Excerpt —
__________________________________________________

Ask the HOA Expert: Amendments To Governing Documents

Written by Posted On Tuesday, 17 April 2018 20:05

Question: Recently, our HOA members approved substantial amendments to the governing documents which include:

1. Sidewalks are now deemed common area even though the subdivision plat indicates that the sidewalks are located within a utility-and-sidewalk easement located on private lots.

2. An HOA landscape easement was created over the front yard of the privately owned lots.

3. The HOA claims authority to enter lots to inspect for compliance with architectural design restrictions.

Can the HOA legitimately claim these rights?

Answer: The HOA cannot vote itself ownership of property belonging to private owners without their consent. In this case, all lot owners would need to agree to relinquish ownership to the HOA. A majority vote can't force it. Same answer for the landscape easement. The HOA has no authority to commandeer private property by member vote.

The third item is different. As long as the HOA has the right to dictate architectural design standards, it has the right to inspect for compliance.

Question: I've heard that special assessments have to be kept in an escrow account and cannot be used until all owners have paid. Is this true?

__________________________________________________

Directions —
1 > Mark each statement below as yes or no, depending on whether it agrees with the HOA column, and quote the words of the column that decide it.
(a) A majority vote of the members can force private lot owners to give up ownership to the HOA.
(b) An HOA with the right to dictate architectural design standards has the right to inspect for compliance.
(c) The subdivision plat places the sidewalks within a utility-and-sidewalk easement located on private lots.
2 > Answer these questions using the HOA column.
(a) Over what part of the privately owned lots was the HOA landscape easement created?
(b) Who would all need to agree in order to relinquish ownership to the HOA?
(c) In what kind of account has the second questioner heard that special assessments must be kept?
3 > List every amendment to the governing documents that the HOA column says the members approved.

Record excerpts —
__________________________________________________

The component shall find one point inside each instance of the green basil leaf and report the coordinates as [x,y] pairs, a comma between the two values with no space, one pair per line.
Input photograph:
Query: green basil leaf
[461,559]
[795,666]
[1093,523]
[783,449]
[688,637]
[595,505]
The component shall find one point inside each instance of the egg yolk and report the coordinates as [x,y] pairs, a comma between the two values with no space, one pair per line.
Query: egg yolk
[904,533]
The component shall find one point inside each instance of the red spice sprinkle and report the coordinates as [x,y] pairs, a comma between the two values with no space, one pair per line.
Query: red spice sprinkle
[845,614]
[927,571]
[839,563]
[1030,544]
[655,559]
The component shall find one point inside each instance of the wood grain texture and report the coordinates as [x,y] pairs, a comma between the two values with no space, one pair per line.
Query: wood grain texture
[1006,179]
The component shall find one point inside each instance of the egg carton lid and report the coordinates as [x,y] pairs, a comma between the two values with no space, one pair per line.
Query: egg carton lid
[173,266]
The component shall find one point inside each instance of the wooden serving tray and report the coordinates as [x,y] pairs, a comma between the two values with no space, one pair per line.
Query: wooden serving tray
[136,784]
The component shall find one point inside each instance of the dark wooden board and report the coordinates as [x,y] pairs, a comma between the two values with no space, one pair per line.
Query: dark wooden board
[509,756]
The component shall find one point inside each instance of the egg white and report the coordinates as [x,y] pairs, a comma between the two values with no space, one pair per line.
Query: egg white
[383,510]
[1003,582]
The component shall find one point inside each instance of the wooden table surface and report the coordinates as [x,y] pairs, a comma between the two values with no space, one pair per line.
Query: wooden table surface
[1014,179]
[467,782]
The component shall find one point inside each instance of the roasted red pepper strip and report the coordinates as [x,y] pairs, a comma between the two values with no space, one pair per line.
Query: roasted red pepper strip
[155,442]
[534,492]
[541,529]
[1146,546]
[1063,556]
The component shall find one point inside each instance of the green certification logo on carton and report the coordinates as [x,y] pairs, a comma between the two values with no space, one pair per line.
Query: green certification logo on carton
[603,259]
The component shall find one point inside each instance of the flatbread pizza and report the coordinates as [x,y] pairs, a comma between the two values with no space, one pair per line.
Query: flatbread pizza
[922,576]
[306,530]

__________________________________________________

Answers provided —
1 >
(a) No: "A majority vote can't force it."
(b) Yes: "As long as the HOA has the right to dictate architectural design standards, it has the right to inspect for compliance."
(c) Yes: "the subdivision plat indicates that the sidewalks are located within a utility-and-sidewalk easement located on private lots."

2 >
(a) The front yard.
(b) All lot owners.
(c) An escrow account.

3 >
1. Sidewalks are now deemed common area.
2. An HOA landscape easement was created over the front yard of the privately owned lots.
3. The HOA claims authority to enter lots to inspect for compliance with architectural design restrictions.